Q-learning, SARSA, Value-iteration for Taxi-v3 problem of python Gym library.
The taxi-v3 problem is a classic reinforcement learning problem in the Python library Gym.
The goal is to learn an agent how to navigate a grid-world environment as a taxi driver, picking up passengers and dropping them off at their desired locations.
The environment is represented by a 5×5 grid, with walls blocking certain paths and
passengers and destinations represented by colored squares. 500 states.
The agent receives a reward for successfully picking up and dropping off passengers. However, the agent also incurs a penalty for each time step is taken and for illegal actions, such as attempting to pick up a passenger who is already in the taxi.
Actions: move south, move north, move east, move west, pick up a passenger, drop off a passenger.
More info here: [Gym Documentation]: https://www.gymlibrary.dev
-
'agents.py'
contains algorithm classes:- Qlearning
- Sarsa
- Value-iteration
-
'main.py'
contains:- running the train and tests methods for each algorithm
-
'requirements.txt'
contains:- Libraries Installation
For each algorithm, you can run a training and test methods.
agent1 = QlearningAgent()
choose the algorithm.
agent1.train()
run a training method.
After that, policy file will be generated and saved to main path.
Similarly, you can run test method agent1.test()
If you want to change hyperparameters such as: learning rate, discount factor, epochs,
use: QlearningAgent(0.9, 0.6, 2000)

DATA ROWS

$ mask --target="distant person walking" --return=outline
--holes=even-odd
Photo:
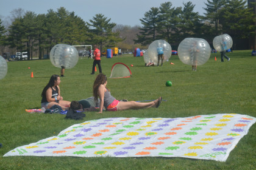
[[[163,49],[162,46],[158,46],[157,47],[157,56],[158,56],[158,61],[157,61],[157,66],[159,65],[159,61],[161,59],[161,66],[163,66]]]
[[[94,45],[94,48],[93,58],[94,59],[94,61],[93,61],[93,72],[91,73],[91,75],[93,75],[95,73],[95,66],[96,64],[98,64],[98,67],[99,67],[99,73],[101,73],[102,72],[101,66],[101,51],[98,49],[97,45]]]
[[[118,56],[122,56],[122,50],[120,48],[118,49]]]
[[[220,52],[221,62],[224,62],[224,58],[223,57],[225,57],[227,59],[227,61],[229,61],[230,60],[230,59],[226,55],[226,50],[227,50],[227,42],[225,41],[224,38],[222,38],[222,42],[221,42],[221,50],[222,51]]]

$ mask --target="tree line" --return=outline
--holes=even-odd
[[[18,10],[18,13],[22,10]],[[57,44],[69,45],[98,44],[101,48],[122,41],[119,32],[112,32],[116,24],[102,14],[96,14],[85,22],[74,12],[64,7],[57,12],[49,10],[46,14],[26,12],[16,16],[5,30],[0,20],[0,45],[27,51],[28,59],[38,50],[39,59],[49,54]],[[5,34],[5,33],[7,33]]]
[[[140,19],[143,26],[135,42],[146,45],[162,39],[177,44],[188,37],[211,41],[222,33],[235,39],[255,36],[255,15],[247,1],[207,0],[205,4],[204,16],[194,12],[195,5],[191,1],[183,2],[183,7],[174,7],[166,2],[152,7]]]
[[[144,13],[140,19],[142,27],[138,27],[139,32],[134,27],[116,25],[102,14],[96,14],[85,22],[64,7],[39,15],[32,12],[23,13],[18,9],[7,29],[0,19],[0,46],[15,49],[17,52],[27,51],[30,59],[33,58],[34,52],[38,52],[41,59],[44,54],[49,53],[54,46],[60,43],[98,44],[102,51],[128,42],[130,36],[124,32],[130,35],[131,30],[136,30],[136,35],[130,36],[135,38],[133,44],[143,46],[162,39],[172,46],[188,37],[210,41],[221,33],[227,33],[233,39],[247,38],[255,35],[256,19],[252,8],[244,0],[207,0],[204,8],[205,13],[201,16],[194,12],[195,5],[191,1],[178,7],[166,2]]]

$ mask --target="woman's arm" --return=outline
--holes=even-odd
[[[104,104],[104,93],[105,93],[105,87],[102,84],[101,84],[98,89],[98,93],[99,97],[99,114],[102,113],[103,106]]]
[[[58,93],[59,93],[59,95],[57,97],[57,100],[63,100],[63,98],[60,95],[60,87],[59,87],[59,86],[57,86],[57,87],[58,87]]]
[[[49,88],[46,90],[45,95],[46,97],[47,101],[48,102],[55,101],[55,98],[52,98],[52,90],[51,88]]]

TO DO
a) List every action available to the agent according to the Taxi-v3 page.
b) Reproduce the Taxi-v3 page word for word from "Q-learning, SARSA, Value-iteration" up to and including "in the taxi.".

FINAL RESULTS
a)
- move south
- move north
- move east
- move west
- pick up a passenger
- drop off a passenger

b)
Q-learning, SARSA, Value-iteration for Taxi-v3 problem of python Gym library.
The taxi-v3 problem is a classic reinforcement learning problem in the Python library Gym.
The goal is to learn an agent how to navigate a grid-world environment as a taxi driver, picking up passengers and dropping them off at their desired locations.
The environment is represented by a 5×5 grid, with walls blocking certain paths and
passengers and destinations represented by colored squares. 500 states.
The agent receives a reward for successfully picking up and dropping off passengers. However, the agent also incurs a penalty for each time step is taken and for illegal actions, such as attempting to pick up a passenger who is already in the taxi.